(Given text)

Although we did not specifically analyze the differences between the baseline velocities and the late follow-up velocities, there was a tendency for the PSVs to increase over time in patients with a documented higher degree of stenosis.
The present study has several limitations, including the relatively small sample size and the use of CT angiography instead of conventional arteriography in some of our patients; however, several studies have compared the accuracy of CT angiography with conventional arteriography and found them comparable. 17,18 Another limitation of this study is the limited number of patients with high-grade stenosis, which did not enable us to further classify stenoses into higher categories, that is, 50 to < 70% stenosis and 70 to 99% stenosis.
Until new proposed revised criteria for carotid stenting are standardized, it is mandatory for follow-up duplex ultrasound velocities to be compared with earlier post-stenting studies. Persistent elevation of PSVs may be the clue for progressive in-stent carotid restenosis and should be clinically managed accordingly.

(End Given text)

◆ **Requirement 1**
Retype the passage on carotid stent follow-up from "Although we did" to "degree of stenosis.".
◆ **Requirement 2**
Continue the passage on carotid stent follow-up after its last sentence.
The data after this passage come from a separate source.

(Recorded information)

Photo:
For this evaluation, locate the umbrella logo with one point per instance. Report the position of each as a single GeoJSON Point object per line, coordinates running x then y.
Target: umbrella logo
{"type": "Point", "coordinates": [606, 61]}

(End Recorded information)

◆ **Exercise result 1**
Although we did not specifically analyze the differences between the baseline velocities and the late follow-up velocities, there was a tendency for the PSVs to increase over time in patients with a documented higher degree of stenosis.

◆ **Exercise result 2**
Conclusions
Our data demonstrated that a significant portion of stented carotid arteries will display elevated PSVs that are greater than the accepted normal value for a native carotid artery. Raising the velocity threshold for PSVs in stented ICAs is warranted. Our present study indicates that a PSV of > 155 cm/s was highly suggestive of carotid in-stent restenosis of ≥ 30%. Early registration of baseline velocities to compare subsequent follow-up velocities of the stented carotid artery is ideal. Elevation in PSVs and/or ICA to CCA ratios may be indicative of developing in-stent restenosis, which may then undergo angiographic evaluation and management, if clinically indicated.
Footnotes
Presented in part at the 20th Annual Meeting of the Eastern Vascular Society, Washington, DC, September 28–30, 2006.